Marshmallow, a 10-foot python, is intubated and ready for surgery. Photos courtesy the Ontario Veterinary College.

 

It was a Canada Day weekend that Ontario Veterinary College (OVC) veterinarian Hugues Beaufrère and pet owner Troy Stuckless will not soon forget. The holiday weekend was interrupted by “Marshmallow,” a 10-foot-long albino Burmese python that needed emergency surgery after swallowing a bath towel.

Marshmallow isn’t from around Guelph. The snake had to be flown in from St. John’s, Nfld., and then driven from the Toronto airport to OVC. That meant surgery couldn’t start until after 9 p.m. on the Friday of the long weekend.

It was a nail-biting time for Stuckless, who had to wait more than 2,000 kilometres away and into early Saturday morning to hear whether his pal and “business partner” would be OK.

But it was business as usual for Beaufrère, OVC’s avian and exotic pet specialist. Marshmallow was the second snake he had operated on that week, he says, “although this case was different. It’s very unusual for a snake to swallow an entire towel like that.”

Stuckless owns Newfoundland Reptiles, a travelling exotic animal show. On June 27, he had given his beloved snake and star attraction a bath after the animal’s monthly meal. Five-year-old Marshmallow looked so comfortable snuggled up with the bath towel that Stuckless left the snake in its makeshift den. When he returned a few hours later, the towel was gone.

“This is where I felt more emotion in one second than I thought possible: worry, confusion, shock, anger toward myself and remorse, to name a few,” he says. “When you’ve had reptiles a long time like I have, you know there are a lot of things that can go right and a lot of things that can go wrong. This was so wrong that he could have died.”

■ **THE DATA**:
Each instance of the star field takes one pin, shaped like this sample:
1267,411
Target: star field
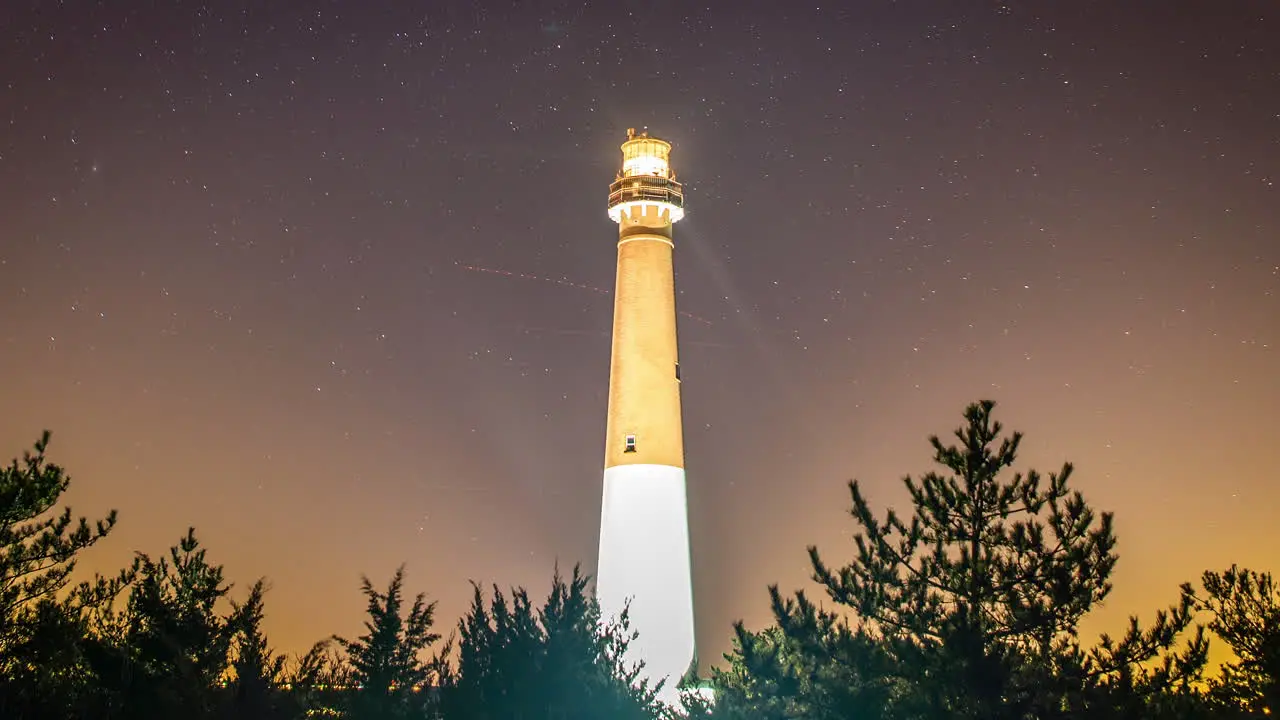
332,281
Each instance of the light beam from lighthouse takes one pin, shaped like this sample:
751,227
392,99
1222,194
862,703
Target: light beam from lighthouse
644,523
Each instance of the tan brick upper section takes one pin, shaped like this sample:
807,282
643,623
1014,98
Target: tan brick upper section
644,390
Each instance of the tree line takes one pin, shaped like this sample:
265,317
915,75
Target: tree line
==
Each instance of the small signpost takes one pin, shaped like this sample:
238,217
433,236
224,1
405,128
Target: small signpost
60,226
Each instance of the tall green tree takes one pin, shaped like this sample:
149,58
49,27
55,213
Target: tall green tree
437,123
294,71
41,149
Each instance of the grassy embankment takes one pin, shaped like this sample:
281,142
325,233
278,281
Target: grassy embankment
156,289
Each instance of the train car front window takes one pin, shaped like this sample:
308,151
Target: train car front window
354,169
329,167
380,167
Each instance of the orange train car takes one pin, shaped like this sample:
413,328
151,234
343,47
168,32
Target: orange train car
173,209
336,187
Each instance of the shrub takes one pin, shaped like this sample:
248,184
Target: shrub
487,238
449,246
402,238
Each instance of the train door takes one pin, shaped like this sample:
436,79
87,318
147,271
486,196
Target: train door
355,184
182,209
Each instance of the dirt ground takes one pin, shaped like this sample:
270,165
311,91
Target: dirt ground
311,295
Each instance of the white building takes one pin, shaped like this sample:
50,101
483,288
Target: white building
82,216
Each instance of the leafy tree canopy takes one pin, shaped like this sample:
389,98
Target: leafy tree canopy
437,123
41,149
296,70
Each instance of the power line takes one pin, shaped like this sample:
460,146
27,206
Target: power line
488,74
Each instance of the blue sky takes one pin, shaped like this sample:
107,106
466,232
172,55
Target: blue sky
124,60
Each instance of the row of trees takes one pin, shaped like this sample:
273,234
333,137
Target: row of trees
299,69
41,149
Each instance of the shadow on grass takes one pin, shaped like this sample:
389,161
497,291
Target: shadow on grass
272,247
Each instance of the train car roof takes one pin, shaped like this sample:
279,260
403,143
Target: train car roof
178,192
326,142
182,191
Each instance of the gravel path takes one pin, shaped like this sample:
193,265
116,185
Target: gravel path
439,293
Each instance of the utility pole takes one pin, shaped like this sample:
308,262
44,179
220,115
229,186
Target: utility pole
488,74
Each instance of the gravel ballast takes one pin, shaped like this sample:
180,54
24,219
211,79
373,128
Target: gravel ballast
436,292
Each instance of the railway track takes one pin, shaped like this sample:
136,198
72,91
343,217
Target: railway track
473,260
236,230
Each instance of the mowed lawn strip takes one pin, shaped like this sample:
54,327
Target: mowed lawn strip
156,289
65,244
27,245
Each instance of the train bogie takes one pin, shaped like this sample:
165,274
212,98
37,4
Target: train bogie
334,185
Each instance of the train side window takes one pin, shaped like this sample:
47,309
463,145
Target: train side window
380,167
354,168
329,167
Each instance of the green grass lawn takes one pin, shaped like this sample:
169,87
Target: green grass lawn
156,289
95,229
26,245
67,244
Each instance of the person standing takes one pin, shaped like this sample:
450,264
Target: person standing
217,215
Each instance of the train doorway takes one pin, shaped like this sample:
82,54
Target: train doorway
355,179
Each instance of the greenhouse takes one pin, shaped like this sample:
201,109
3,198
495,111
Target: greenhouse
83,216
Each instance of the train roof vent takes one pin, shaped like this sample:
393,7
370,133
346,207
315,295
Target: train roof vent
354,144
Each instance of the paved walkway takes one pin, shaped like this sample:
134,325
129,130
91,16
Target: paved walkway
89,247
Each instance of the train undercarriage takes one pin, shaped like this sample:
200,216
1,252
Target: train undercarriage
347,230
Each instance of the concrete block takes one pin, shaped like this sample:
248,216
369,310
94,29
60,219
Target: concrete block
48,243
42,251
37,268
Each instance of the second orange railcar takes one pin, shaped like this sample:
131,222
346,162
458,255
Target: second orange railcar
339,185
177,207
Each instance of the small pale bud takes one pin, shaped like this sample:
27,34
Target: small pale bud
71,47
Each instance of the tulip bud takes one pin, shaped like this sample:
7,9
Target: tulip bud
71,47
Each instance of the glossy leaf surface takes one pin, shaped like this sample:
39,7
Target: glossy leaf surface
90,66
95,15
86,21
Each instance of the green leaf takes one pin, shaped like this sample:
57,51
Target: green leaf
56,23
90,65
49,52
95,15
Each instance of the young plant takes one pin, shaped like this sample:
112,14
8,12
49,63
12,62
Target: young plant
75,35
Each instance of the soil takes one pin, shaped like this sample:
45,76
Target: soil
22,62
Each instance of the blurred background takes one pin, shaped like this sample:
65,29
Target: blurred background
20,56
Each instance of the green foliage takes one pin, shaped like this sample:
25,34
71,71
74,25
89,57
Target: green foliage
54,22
--
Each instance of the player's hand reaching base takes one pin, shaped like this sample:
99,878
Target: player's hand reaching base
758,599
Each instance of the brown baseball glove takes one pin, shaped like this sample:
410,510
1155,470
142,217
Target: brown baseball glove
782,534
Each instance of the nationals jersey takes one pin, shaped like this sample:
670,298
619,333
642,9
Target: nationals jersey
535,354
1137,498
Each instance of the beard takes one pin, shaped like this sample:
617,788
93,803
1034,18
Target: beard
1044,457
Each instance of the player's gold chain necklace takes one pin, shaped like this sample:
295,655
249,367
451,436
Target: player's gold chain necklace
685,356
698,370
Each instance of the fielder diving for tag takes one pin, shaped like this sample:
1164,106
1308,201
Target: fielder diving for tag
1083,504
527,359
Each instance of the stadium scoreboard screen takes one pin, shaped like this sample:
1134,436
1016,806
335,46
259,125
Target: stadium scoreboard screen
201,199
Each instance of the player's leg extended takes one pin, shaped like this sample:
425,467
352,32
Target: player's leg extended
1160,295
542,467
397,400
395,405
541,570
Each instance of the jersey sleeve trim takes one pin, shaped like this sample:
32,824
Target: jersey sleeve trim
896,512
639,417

■ **EXPLORE THE MATERIAL**:
1 - Can you set down the part of the Marshmallow python story starting with "Marshmallow isn’t from" and going on through "would be OK.", word for word?
2 - How might the article about Marshmallow the python go on? Write the next part, picking up after its final sentence.

■ **ANSWERS TO THIS EXERCISE**:
1 -
Marshmallow isn’t from around Guelph. The snake had to be flown in from St. John’s, Nfld., and then driven from the Toronto airport to OVC. That meant surgery couldn’t start until after 9 p.m. on the Friday of the long weekend.

It was a nail-biting time for Stuckless, who had to wait more than 2,000 kilometres away and into early Saturday morning to hear whether his pal and “business partner” would be OK.

2 -
No vets in St. John’s work on snakes, so Stuckless called OVC. “The people who picked up the phone were wonderful.” They told him that if Marshmallow did not regurgitate the towel within 12 hours, the snake would need emergency surgery.

After the towel failed to appear the next morning, Stuckless scrambled to get Marshmallow on a plane to Ontario. “The airline classified it as a pet emergency, and he got on the next flight.” Arranging transportation from the airport to Guelph was more difficult. “When you tell people what it is, some people hesitate.”

It’s not the first time a pet has winged cross-country to OVC. A pigeon, also from Newfoundland, was once flown in for Beaufrère. “We’ll try and help a pet from anywhere as long as they are able to come to us,” he says.

Marshmallow arrived at the veterinary college Friday night. “It was an easy case to diagnose: missing towel, bulge in the snake’s side,” says Beaufrère, “but the snake would eventually have died from it. The towel was far too big to have passed on its own.”

Also on the case were resident Delphine Laniesse, intern Sarah Wills and anesthesiologist Carolyn Kerr, a professor and chair of the Department of Clinical Studies.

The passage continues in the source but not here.